§ Assigned task
Continue the news article on Xi Jinping's Communist Party centenary speech, picking up after its final sentence.

§ Extract to read
━━━━━━━━━━

Resolving the Taiwan issue and realising China’s complete “reunification” is an “unswerving historical task” of the party, Xi JinPing says as the ruling Communist Party marks the centenary of its founding.
China’s President Xi Jinping has said foreign forces attempting to bully the nation will “get their heads bashed” on centenary of the ruling Communist Party.
In an hour-long address from Tiananmen Square on Thursday, Xi pledged to build up China's military, committed to the "reunification" of Taiwan and said social stability would be ensured in Hong Kong while protecting China's security and sovereignty.
"The people of China are not only good at destroying the old world, they have also created a new world," said Xi, China's most powerful leader since Mao Zedong, the founder of the People's Republic.
"Only socialism can save China."
Xi and the party are riding high as China recovers briskly from the Covid-19 outbreak and takes a more assertive stance on the global stage.
But Beijing faces external criticism over its clampdown in Hong Kong and treatment of ethnic minorities in Xinjiang, and is dealing with a worsening demographic outlook that imperils long-term economic growth.
On Thursday, Xi said that the people of China would never allow any foreign force to bully, oppress, or subjugate them.
"Anyone who dares try to do that will have their heads bashed bloody against the Great Wall of steel forged by over 1.4 billion Chinese people," he said, sparking applause from an invited audience of 70,000 gathered in the massive square in central Beijing. The phrase became the top trending topic on China's Twitter-like Weibo on Thursday morning.
China, whose rapid military modernisation has fuelled growing worry among its neighbours and in the West, will build up its armed forces to safeguard its sovereignty, security and development, elevating them to world-class standards, Xi said.
"We must accelerate the modernisation of national defense and the armed forces," said Xi, who is also chairman of the Central Military Commission, which controls the country's armed forces.
Resolving the Taiwan question and realising China's complete "reunification" is an "unswerving historical task" of the party, Xi said.
China, which considers democratically-ruled Taiwan its own, has stepped up efforts to assert its sovereignty claims, including sending fighter jets and bombers close to the island.

━━━━━━━━━━

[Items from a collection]

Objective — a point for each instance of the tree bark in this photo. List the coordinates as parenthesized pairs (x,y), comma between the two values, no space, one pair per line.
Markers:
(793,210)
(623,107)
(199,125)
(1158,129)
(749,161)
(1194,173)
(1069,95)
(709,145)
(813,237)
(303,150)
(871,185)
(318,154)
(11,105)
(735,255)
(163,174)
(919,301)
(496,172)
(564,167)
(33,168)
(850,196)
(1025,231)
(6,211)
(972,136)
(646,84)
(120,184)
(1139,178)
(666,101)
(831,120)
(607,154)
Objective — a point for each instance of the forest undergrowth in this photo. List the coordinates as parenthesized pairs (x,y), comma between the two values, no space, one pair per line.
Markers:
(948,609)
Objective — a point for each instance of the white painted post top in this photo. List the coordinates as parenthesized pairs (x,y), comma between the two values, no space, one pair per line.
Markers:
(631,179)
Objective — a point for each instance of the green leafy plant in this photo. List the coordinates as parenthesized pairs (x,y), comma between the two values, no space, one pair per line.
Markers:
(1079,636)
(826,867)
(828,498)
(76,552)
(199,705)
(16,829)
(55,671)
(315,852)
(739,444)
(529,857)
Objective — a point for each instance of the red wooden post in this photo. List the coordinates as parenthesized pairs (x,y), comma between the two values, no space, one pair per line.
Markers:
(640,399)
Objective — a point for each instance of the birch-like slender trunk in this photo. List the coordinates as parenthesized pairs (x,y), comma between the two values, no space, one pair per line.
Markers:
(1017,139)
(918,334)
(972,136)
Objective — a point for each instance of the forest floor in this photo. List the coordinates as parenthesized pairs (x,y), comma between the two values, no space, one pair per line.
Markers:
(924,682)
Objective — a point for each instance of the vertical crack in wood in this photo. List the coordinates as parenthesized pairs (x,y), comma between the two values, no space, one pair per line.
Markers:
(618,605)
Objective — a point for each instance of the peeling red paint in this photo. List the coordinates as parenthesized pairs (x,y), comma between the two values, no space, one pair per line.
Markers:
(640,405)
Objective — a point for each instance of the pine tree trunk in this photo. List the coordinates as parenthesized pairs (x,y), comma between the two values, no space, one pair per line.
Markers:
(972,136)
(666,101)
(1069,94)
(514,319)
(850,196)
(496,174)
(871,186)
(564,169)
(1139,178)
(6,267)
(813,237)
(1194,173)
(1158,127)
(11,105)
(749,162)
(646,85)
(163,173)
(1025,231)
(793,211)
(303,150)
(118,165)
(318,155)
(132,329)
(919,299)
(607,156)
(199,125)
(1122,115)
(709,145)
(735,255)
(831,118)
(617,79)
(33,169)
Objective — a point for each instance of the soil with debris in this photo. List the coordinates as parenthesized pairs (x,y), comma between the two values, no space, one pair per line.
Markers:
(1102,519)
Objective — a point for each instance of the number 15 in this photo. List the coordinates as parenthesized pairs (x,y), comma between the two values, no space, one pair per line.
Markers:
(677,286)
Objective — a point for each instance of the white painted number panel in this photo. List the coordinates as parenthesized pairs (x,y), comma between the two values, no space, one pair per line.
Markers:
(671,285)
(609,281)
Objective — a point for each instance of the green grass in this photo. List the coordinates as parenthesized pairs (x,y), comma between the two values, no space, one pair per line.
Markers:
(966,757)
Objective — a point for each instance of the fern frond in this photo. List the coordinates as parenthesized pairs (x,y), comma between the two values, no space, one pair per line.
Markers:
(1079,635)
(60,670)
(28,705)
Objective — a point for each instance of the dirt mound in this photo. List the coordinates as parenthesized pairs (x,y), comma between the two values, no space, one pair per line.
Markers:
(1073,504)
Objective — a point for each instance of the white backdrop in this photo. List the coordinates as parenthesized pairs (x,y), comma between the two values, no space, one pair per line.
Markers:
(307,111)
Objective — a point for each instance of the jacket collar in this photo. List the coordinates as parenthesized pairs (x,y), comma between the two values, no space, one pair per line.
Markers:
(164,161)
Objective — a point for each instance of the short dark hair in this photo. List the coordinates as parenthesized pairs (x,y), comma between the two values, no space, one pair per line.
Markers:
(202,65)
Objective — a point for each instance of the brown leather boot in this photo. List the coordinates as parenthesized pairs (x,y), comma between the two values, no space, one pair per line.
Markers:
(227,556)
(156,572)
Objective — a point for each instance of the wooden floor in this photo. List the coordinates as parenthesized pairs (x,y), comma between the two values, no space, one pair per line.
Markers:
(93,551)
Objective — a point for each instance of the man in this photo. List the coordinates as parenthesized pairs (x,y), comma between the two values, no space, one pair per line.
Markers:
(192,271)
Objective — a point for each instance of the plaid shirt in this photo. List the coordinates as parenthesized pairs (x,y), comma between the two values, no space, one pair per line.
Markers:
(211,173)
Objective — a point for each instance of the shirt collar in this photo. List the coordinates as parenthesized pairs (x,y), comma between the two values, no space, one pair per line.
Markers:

━━━━━━━━━━

§ Task result
Regarding Hong Kong and Macau, Xi said China will "stay true to the letter and spirit of the principle of 'One Country, Two Systems'", under which the two are promised a high degree of autonomy.
However, a sweeping national security law imposed on Hong Kong a year ago has seen Beijing drastically tighten its grip on the once freewheeling financial hub.
The traditional July 1 protests marking the anniversary of the city's 1997 handover to Chinese rule were thwarted as police denied permission for a rally, citing coronavirus restrictions.
Thursday's celebrations began with a flyby of fighter jets and helicopters observed by the nation's leaders, seated at the southern ramparts of the Forbidden City. A 3,000-strong chorus sang seven socialist songs during the event.
The Chinese Communist Party initially recruited peasants and workers but has evolved to embrace markets and entrepreneurship under "socialism with Chinese characteristics" while retaining a Leninist model of authoritarianism.
Party ranks swelled by 2.43 million in 2020, the largest annual gain since Xi became president in 2013, to 95.15 million members now, data released on Wednesday showed.
Xi said the "interests and destiny of all people in China" were tied to the party leadership and any attempt to turn the people against the party was bound to fail.
Xi closed his speech by leading two crowd-rousing cheers: "long live the CCP that is great, glorious and right", and "long live the people who are great, glorious and heroic".